**Texte source**
========================================
« Il a juste besoin d’être pris en main »

Voilà ce que l’on entend souvent d’un enfant ou d’un ado dit « à problème ».

Mais au fait, c’est quoi au juste, un « enfant à problème » ?

Ne serait-ce pas bien souvent « un enfant perdu, dans un environnement à problème(s) » ? Et malheureusement, cet environnement agressif, perturbant, destructeur, se révèle être parfois… l’école.

Face à ces enfants perdus, dits « à problème », l’adulte répond souvent : « il a besoin d’être pris en main ». Pris en main par des éducateurs spécialisés, par la police, par une « autorité » supérieure.

Et si cet enfant « à problème » n’avait pas besoin d’une autorité supplémentaire, mais au contraire de se libérer de toute autorité intrusive et illégitime, car basée sur le simple rapport de force et l’obéissance aveugle ?

S’il n’avait pas au contraire besoin de se (re) trouver, seul, face à lui-même ? D’avoir la possibilité d’être enfin sa propre autorité, face à des adultes bienveillants, qui n’attendent rien de lui ?
========================================
Entrées d'annotation de position:
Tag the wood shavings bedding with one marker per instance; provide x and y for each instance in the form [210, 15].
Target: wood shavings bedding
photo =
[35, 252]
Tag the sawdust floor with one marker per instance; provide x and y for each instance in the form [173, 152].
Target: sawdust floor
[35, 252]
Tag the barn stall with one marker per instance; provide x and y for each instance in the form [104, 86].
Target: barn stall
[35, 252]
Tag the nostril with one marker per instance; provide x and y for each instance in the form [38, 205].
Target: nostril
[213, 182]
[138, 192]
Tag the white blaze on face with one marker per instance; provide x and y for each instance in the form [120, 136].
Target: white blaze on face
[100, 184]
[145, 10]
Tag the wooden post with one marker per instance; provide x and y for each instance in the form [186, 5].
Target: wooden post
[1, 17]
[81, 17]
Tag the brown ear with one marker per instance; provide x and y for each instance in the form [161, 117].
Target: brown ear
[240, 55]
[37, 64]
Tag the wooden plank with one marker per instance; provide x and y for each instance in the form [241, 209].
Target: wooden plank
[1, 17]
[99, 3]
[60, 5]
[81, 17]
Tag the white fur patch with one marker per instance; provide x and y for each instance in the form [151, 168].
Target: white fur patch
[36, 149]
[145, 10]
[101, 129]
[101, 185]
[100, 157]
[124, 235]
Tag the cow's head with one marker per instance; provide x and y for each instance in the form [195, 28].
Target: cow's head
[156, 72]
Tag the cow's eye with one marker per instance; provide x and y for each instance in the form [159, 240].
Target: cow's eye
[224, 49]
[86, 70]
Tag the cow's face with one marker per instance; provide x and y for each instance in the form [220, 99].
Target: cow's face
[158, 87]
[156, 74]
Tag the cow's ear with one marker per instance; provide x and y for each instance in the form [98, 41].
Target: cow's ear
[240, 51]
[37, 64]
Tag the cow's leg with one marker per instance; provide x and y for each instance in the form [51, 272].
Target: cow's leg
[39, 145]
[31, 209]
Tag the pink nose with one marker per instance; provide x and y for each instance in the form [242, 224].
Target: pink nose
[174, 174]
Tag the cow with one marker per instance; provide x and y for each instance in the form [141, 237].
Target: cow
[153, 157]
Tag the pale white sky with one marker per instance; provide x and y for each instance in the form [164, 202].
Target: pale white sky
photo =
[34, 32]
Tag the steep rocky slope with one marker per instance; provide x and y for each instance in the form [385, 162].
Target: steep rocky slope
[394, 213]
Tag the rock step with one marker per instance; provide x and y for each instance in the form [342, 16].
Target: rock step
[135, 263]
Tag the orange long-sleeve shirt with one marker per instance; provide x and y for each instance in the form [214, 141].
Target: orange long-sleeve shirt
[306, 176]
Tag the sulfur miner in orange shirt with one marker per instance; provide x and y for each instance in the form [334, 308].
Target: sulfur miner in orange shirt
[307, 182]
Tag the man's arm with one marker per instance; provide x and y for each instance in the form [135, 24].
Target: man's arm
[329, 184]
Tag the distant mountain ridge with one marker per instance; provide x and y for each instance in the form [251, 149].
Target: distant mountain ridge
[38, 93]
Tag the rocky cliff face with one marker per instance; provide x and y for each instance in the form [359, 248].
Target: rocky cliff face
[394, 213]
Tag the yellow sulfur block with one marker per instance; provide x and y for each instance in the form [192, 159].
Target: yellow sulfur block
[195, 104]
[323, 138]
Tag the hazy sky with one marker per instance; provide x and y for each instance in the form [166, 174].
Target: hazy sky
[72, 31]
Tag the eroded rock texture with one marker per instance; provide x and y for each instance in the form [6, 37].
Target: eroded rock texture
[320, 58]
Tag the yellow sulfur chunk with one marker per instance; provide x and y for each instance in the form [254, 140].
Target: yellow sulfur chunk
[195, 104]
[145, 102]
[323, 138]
========================================
**Consignes**
1. Recopiez intégralement le texte sur les enfants dits « à problème », sans y changer un seul mot.
2. Redonnez à l'identique la partie des entrées qui va de la ligne contenant « Tag the eroded » jusqu'à la dernière entrée, ces deux bornes comprises.

**Réponses par consigne**
1.
« Il a juste besoin d’être pris en main »

Voilà ce que l’on entend souvent d’un enfant ou d’un ado dit « à problème ».

Mais au fait, c’est quoi au juste, un « enfant à problème » ?

Ne serait-ce pas bien souvent « un enfant perdu, dans un environnement à problème(s) » ? Et malheureusement, cet environnement agressif, perturbant, destructeur, se révèle être parfois… l’école.

Face à ces enfants perdus, dits « à problème », l’adulte répond souvent : « il a besoin d’être pris en main ». Pris en main par des éducateurs spécialisés, par la police, par une « autorité » supérieure.

Et si cet enfant « à problème » n’avait pas besoin d’une autorité supplémentaire, mais au contraire de se libérer de toute autorité intrusive et illégitime, car basée sur le simple rapport de force et l’obéissance aveugle ?

S’il n’avait pas au contraire besoin de se (re) trouver, seul, face à lui-même ? D’avoir la possibilité d’être enfin sa propre autorité, face à des adultes bienveillants, qui n’attendent rien de lui ?

2.
Tag the eroded rock texture with one marker per instance; provide x and y for each instance in the form [6, 37].
Target: eroded rock texture
[320, 58]
Tag the yellow sulfur chunk with one marker per instance; provide x and y for each instance in the form [254, 140].
Target: yellow sulfur chunk
[195, 104]
[145, 102]
[323, 138]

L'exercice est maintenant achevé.